* Task item *
Please continue the comment thread on sex education below by writing the next part, starting right after its last sentence.

* Passage *

My experience was similar. My mother was very enlightened, and told me the basics when I was seven. Even at secondary school other kids were shockingly ignorant.

At school we even got an enlightened view of visual stimulation – with no naughty pictures = evil patriarchy/ work of Satan nonsense.

Point of Information
Point of Information
4 days ago

Kids have questions and if you don’t answer them, as honestly and completely as you think you can, they will make up their own answers (remember some of the nonsense myths we believed as kids).

Also they get “information” from other kids at school which may be accurate and come from parents or may be rubbish from god knows where.

Having a pet which goes into season and (on a restricted basis) reproduces should offer a corrective on the biology, maybe schools should go back to having rabbits? It could also reduce the cost of protein in school meals…

Alex Lekas
Alex Lekas
4 days ago

Here’s a radical idea: teach kids to read, write, and do math. In the US, we have quite enough barely literate high school ‘graduates’ as it is. There are entire city school systems in which not a single student performs at grade level. Maybe the fixation on sexuality, gender, and race is misplaced.

UnHerd Reader
UnHerd Reader
4 days ago

This takes me back to the 5th grade when one day the teachers separated the girls and the boys. We girls had a presentation called “You’re a Young Lady Now.” Basically, we learned that we were going to have periods any day. We learned that we would bleed for about five or six days every month. I thought, “Gross.” One girl asked if boys had periods, too. No. Unfair! There was no mention of PMS, craps or pregnancy. That was it. We would have to navigate our journey through puberty on our own. (My parents said nothing about sex.) Having a real education about sex and it’s perils would been handy. Kids are lucky now, and also unlucky because they lose their innocence at such a young age. Please spare them the talks about a million genders; about people who literally change sex; about kinky sex and fetishes and gender souls. Let them be children.

Graham Stull
Graham Stull
5 days ago

Frankly speaking, sex education in the internet age is like trying to grow potatoes in a salt marsh. Internet porn kills the roots of healthy sexual consciousness. Here it is in song:
The Porn Song (youtube.com)

Derek Smith
Derek Smith
4 days ago

“The invocation of young people in political discourse often serves reactionary ends,” wrote Amia Srinivasan in 2021’s bestselling The Right to Sex. “Calls to protect their innocence are based on a fantasy of childhood that does not and never did exist — a childhood untouched by the world of adults and adult desires.”

* Dataset excerpts *
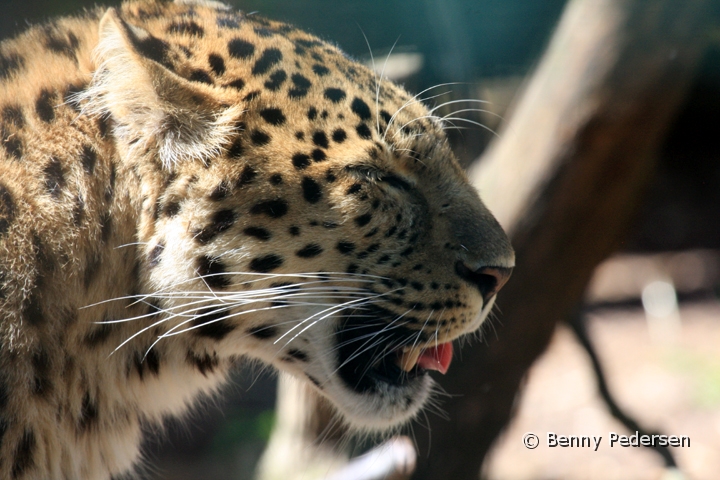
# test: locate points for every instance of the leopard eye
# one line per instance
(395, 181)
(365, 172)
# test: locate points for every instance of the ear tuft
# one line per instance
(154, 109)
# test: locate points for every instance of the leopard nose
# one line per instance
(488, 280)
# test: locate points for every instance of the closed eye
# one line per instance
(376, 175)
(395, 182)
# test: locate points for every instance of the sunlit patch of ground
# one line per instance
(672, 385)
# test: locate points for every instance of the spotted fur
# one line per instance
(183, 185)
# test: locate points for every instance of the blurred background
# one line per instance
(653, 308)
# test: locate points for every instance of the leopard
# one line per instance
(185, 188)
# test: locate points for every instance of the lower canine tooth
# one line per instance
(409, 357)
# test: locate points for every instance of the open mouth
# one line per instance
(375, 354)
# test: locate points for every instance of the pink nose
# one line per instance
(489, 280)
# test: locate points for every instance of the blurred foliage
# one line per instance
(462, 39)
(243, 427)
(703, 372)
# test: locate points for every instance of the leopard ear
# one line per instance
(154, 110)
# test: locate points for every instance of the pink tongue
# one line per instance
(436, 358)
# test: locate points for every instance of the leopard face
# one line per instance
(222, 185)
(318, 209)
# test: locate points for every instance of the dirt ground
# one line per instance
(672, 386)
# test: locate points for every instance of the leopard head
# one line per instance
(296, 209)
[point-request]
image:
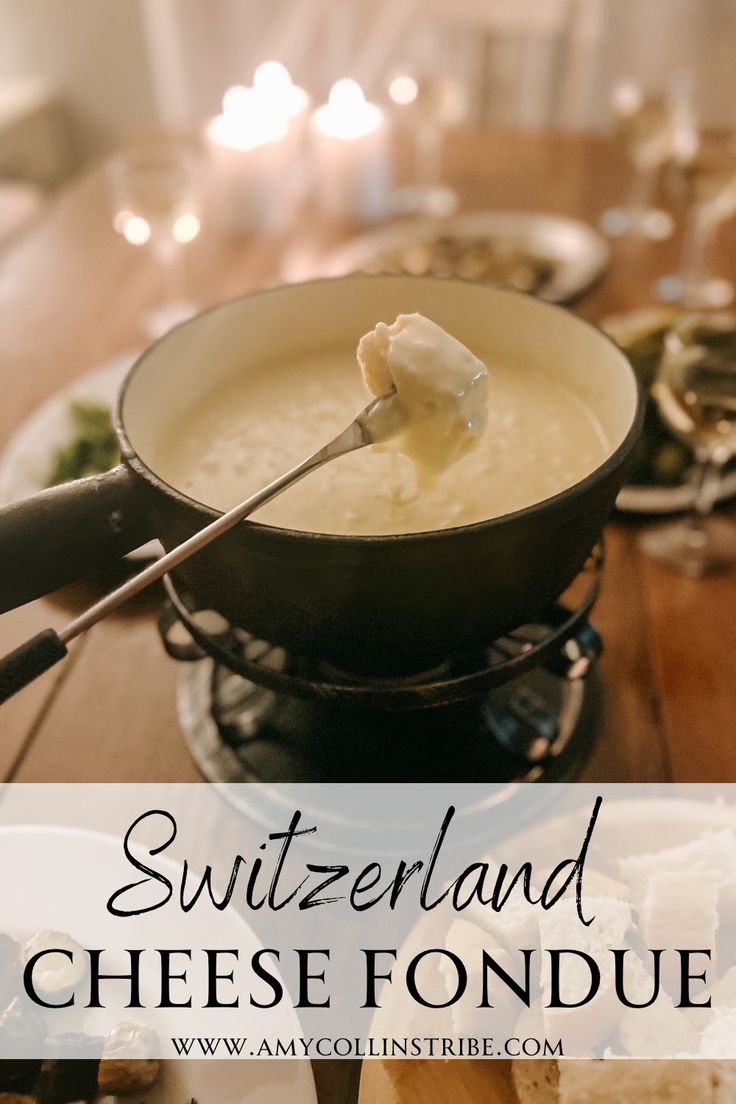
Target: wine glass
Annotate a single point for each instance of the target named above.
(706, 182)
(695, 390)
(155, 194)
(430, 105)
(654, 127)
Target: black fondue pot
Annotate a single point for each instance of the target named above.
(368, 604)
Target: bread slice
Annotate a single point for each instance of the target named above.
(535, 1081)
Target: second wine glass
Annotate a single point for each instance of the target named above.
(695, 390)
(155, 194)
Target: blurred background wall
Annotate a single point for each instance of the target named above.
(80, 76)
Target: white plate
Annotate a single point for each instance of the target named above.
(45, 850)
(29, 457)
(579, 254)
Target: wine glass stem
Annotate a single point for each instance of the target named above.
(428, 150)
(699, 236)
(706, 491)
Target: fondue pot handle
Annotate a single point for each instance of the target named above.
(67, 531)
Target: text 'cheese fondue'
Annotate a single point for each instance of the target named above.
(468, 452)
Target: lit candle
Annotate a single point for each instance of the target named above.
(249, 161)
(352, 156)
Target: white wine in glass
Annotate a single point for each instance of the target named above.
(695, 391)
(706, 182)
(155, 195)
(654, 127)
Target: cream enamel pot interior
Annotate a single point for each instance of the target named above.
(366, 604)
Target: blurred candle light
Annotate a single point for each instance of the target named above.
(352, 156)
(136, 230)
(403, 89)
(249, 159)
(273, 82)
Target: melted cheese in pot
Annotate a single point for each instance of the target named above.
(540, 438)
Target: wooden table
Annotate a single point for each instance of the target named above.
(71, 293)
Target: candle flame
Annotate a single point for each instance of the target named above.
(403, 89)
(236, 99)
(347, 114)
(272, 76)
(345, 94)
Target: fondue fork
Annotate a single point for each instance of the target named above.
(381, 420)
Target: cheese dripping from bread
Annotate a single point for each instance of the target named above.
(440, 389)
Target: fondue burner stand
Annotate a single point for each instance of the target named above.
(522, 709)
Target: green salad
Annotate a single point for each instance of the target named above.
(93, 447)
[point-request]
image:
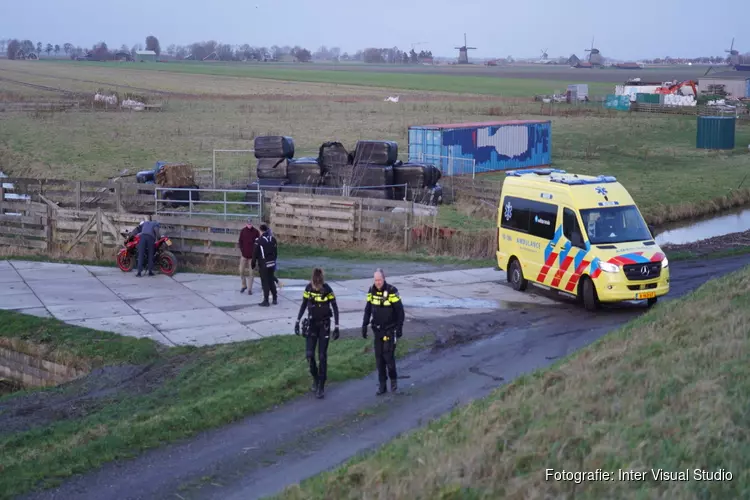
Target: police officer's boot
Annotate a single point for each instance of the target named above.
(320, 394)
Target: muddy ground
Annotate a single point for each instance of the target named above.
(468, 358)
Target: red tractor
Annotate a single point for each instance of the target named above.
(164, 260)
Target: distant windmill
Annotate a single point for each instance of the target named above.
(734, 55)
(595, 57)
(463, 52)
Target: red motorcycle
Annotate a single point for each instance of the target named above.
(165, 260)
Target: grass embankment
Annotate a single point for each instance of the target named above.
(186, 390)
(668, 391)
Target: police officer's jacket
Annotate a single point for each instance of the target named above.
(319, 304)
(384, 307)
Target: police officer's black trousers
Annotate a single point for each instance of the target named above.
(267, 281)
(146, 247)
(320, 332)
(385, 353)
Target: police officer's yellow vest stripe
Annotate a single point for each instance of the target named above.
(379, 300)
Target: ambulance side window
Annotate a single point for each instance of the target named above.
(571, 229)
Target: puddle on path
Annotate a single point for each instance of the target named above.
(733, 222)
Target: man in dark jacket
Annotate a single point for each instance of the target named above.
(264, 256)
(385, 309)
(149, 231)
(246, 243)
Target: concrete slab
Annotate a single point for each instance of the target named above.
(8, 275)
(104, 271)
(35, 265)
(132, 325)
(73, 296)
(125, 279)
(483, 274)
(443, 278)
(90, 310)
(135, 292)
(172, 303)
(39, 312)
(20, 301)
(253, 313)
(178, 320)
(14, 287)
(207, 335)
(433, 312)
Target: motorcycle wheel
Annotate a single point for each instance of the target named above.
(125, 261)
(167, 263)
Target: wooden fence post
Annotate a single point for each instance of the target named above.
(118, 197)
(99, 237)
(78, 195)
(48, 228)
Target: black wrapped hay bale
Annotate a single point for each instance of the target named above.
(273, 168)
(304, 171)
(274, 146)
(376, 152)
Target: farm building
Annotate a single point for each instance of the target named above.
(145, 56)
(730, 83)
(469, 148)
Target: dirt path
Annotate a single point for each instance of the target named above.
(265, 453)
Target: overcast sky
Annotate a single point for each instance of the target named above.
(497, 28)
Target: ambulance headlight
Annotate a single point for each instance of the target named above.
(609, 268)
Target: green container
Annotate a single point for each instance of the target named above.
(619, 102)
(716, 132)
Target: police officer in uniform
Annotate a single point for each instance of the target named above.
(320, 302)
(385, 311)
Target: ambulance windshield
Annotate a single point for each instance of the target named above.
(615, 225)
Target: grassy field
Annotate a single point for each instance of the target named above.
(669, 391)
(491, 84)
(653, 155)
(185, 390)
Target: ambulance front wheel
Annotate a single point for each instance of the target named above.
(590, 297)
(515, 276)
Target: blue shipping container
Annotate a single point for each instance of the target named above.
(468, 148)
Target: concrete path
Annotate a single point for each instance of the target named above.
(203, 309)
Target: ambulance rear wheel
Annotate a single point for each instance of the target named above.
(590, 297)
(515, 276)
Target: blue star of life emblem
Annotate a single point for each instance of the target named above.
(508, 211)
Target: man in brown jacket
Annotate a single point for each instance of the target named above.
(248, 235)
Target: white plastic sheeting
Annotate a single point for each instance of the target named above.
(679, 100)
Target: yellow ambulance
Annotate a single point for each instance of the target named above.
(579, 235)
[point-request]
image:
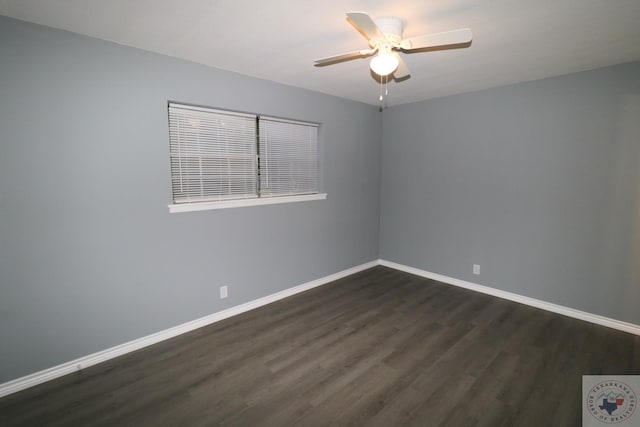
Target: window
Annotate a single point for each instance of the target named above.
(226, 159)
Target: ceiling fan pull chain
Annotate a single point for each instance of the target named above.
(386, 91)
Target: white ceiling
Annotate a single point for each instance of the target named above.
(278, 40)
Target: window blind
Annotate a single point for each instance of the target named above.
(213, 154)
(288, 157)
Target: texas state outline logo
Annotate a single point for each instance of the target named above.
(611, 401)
==
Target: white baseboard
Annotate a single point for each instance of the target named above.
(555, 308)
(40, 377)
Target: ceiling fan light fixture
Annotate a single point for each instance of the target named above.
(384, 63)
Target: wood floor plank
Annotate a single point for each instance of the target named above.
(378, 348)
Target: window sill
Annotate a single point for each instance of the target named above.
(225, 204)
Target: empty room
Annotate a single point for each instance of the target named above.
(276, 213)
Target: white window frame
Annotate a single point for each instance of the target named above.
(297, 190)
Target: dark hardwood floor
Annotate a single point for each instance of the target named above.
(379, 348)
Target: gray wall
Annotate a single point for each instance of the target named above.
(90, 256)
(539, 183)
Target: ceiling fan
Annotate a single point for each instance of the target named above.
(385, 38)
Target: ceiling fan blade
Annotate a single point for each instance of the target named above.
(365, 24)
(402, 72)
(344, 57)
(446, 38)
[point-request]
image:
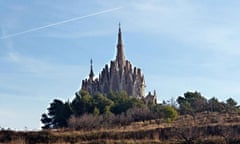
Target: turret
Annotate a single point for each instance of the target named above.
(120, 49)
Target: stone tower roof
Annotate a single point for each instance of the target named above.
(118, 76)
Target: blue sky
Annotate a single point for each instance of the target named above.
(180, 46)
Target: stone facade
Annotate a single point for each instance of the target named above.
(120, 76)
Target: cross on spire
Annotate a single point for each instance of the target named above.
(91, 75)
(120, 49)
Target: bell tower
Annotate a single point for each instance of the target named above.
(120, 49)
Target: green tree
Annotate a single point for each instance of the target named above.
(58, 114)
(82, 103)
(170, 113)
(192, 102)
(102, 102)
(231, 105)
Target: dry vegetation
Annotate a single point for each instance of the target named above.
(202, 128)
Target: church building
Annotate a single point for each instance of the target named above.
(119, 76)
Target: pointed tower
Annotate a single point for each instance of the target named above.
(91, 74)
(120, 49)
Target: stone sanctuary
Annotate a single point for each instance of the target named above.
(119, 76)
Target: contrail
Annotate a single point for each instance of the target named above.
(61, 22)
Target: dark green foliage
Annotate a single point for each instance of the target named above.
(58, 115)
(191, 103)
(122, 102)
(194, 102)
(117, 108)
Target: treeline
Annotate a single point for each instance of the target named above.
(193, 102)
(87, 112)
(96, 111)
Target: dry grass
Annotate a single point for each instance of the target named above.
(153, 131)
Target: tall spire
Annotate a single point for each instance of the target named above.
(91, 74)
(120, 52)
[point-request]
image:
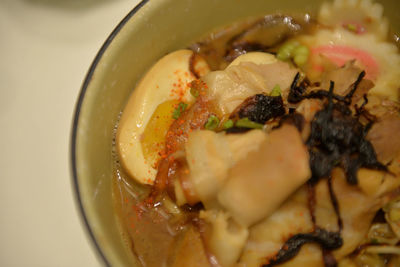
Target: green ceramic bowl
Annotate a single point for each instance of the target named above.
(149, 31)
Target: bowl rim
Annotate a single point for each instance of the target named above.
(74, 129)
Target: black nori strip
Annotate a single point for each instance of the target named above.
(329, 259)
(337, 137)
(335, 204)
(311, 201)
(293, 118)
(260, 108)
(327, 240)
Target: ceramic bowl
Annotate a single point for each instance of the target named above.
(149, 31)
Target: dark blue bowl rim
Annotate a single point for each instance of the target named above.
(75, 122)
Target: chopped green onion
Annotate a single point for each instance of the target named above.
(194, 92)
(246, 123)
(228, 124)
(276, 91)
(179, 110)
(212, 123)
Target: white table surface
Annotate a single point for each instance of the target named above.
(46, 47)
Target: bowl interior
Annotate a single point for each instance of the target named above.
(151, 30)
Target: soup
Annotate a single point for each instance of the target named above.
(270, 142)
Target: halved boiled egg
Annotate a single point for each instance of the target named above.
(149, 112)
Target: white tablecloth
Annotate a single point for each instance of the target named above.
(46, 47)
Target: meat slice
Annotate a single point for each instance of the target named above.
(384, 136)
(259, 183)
---
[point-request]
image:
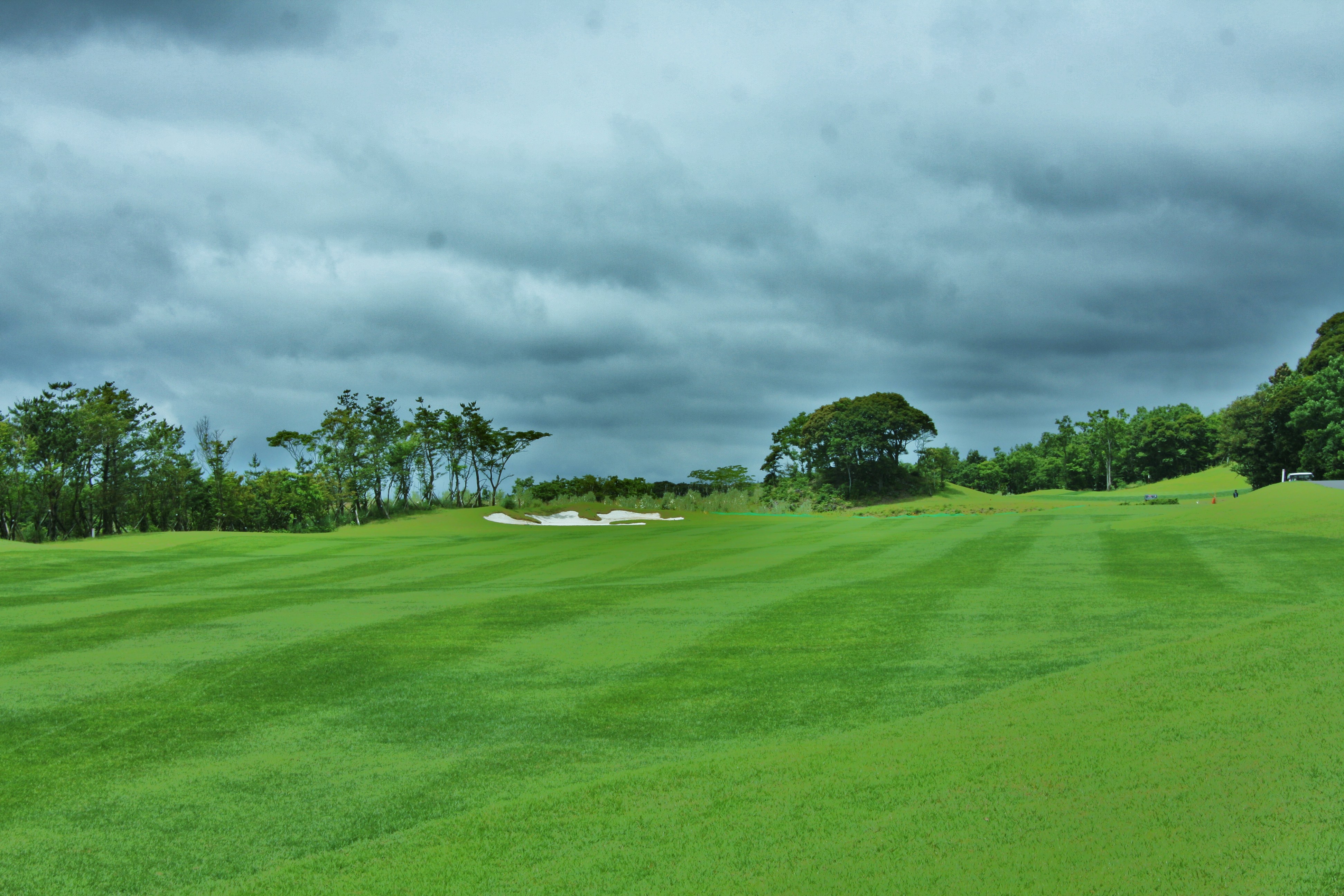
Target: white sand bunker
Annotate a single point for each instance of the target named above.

* Output for this task *
As a reactionary, I welcome Amia Srinivasan’s insight and plan to keep my kids as far away from her ideas as possible.

Benedict Waterson
Benedict Waterson
4 days ago

If there are ‘vast differences’ between children at that age, then maybe it’s better just to leave it to their parents to decide!

Neil Wareham
Neil Wareham
4 days ago

Surely a key factor in what has come to pass is ideological capture. What has been seen as important is not sex ed, but sex and gender indoctrination. No, surely this has not been universal, but it has been far more the case than it ought to have been. A key element of ideological capture has been to preserve secrecy, so that there are things that ought to be kept within the group, including the materials used. Parents have too often been the enemy. When one looks at these characteristics in other fields, it is clear that they are important elements of coercive control and cult behaviour. Parents ought to a much greater degree be back in a cooperative driving seat.

H W
H W
2 days ago

Compulsory school attendance is one of the biggest boundary violations around.

William Brand
William Brand
4 days ago

The lesson not taught is that the vagina is a boy’s playpen but the c******s is the girls pleasure button. Girls must teach their male lovers that the p***s does a poor job of rubbing off the c******s. Its just 1/2 inch too far, and that if a man wants to play in the vagina, he must start with the c******s and after intercourse finish the girl off with either his tongue or a vibrator on her c******s.

David Morley
David Morley
3 days ago
Reply to  William Brand

Presumably you are the CLIT commander!